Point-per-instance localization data
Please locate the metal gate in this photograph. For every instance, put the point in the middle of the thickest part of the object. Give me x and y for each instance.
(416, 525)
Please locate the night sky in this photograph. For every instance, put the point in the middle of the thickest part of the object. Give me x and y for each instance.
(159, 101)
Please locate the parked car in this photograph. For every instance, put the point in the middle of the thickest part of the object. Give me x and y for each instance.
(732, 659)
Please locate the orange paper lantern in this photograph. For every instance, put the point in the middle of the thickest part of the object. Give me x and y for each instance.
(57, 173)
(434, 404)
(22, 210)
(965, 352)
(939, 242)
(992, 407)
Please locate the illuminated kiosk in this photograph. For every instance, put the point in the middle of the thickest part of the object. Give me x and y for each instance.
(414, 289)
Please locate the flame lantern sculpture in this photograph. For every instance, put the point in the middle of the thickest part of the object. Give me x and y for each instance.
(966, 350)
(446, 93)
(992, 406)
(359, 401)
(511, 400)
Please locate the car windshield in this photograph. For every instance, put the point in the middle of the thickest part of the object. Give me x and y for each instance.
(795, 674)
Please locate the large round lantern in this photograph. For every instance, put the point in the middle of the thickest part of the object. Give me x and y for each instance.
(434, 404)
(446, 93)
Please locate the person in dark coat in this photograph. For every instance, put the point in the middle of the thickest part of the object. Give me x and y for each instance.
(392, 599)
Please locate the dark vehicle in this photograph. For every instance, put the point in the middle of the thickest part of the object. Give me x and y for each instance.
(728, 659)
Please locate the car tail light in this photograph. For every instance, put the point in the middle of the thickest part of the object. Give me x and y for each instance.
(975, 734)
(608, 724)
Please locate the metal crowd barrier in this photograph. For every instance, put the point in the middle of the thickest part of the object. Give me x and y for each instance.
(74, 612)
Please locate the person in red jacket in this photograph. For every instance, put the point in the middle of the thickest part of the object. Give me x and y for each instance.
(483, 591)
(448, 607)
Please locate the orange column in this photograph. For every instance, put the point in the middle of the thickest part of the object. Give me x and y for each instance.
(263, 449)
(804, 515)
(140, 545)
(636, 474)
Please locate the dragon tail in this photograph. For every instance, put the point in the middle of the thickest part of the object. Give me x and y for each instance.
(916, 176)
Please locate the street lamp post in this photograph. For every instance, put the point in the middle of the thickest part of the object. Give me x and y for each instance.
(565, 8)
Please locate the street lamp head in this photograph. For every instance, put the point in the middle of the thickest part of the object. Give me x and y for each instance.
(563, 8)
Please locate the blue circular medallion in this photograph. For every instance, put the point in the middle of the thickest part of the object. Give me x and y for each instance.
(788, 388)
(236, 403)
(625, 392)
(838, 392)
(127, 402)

■ Problem details
Print every entry exactly as it appears.

■ Worked solution
Please locate the metal gate in this photograph. For every instance, put the point in the middle of the thickest part of the object. Give me x and y for each instance.
(416, 525)
Please locate the night sky in this photograph. For every instance, put the point in the middle of the thickest part of the object. Give me x and y for each instance.
(159, 101)
Please locate the parked car in this photograph. For every instance, put the point in the middle of the thickest part of the object. Give me x and y for each instance.
(732, 659)
Please locate the orange paper lantern in this photograph. For every instance, put the point in the middle of the thickest part of the object. Give me x and y for each instance.
(57, 173)
(434, 404)
(22, 210)
(965, 352)
(939, 242)
(992, 407)
Please locate the illuminated kiosk in this photograph. For every instance, put the point in the middle of the thickest part of the object. Give me x and y for each instance.
(414, 289)
Please locate the flame lantern sculpture in this photograph. For every instance, put the point in the middle of the thickest part of the object. Give me x and y for each instance.
(966, 350)
(446, 93)
(992, 406)
(359, 401)
(511, 400)
Please locate the car windshield in this photograph. For every instance, put the point in the middle of the thickest part of the object. Give me x and y for each instance.
(795, 674)
Please locate the large round lantern in this photograph. For every instance, put the point in the middle of the thickest part of the object. Give me x and y for each instance.
(434, 404)
(446, 93)
Please locate the person in dark coat in this photograph. For every instance, put the point in the middle of the thickest part of the object. Give me x and y for each instance.
(392, 599)
Please locate the dark vehicle in this photograph. For every instance, put the point in the middle of the thickest part of the object. Give me x and y for each instance.
(728, 659)
Please locate the car tail light in this photograph. For every instance, put the point in the middle of the thickest part of the object. Give me x and y for each instance.
(975, 734)
(608, 724)
Please locate the metal crowd barrier in this photograph. For every instance, put the point in the middle of the thickest part of the object. Give me x and y for each instance.
(74, 612)
Please locate the person in red jacket in this photograph. For every instance, put the point in the middle of the thickest part of the object. Give me x and y for each instance.
(483, 591)
(448, 607)
Please locate the orange column in this photograph. For every instance, put the point in the middle of the thickest part of the object. Give me x and y for each instance.
(263, 449)
(804, 515)
(140, 545)
(636, 474)
Please locate the dragon tail in this photograph. For every instance, put the point in the middle of the thickest part of the object. Give me x and y for each instance.
(916, 176)
Please locate the street lamp post in this photograph. For every instance, put the point in the middle of the thickest part of the object. Give me x and y for each instance.
(565, 8)
Please locate the street lamp head in this photograph. For every instance, put the point in the middle of the thickest part of the object. Give me x and y for each instance.
(563, 8)
Please locate the blue circular medallion in this photograph. For every instance, put the point in the middle of the thickest part of the object. Give me x and y for each instance.
(788, 388)
(236, 403)
(625, 392)
(838, 392)
(127, 402)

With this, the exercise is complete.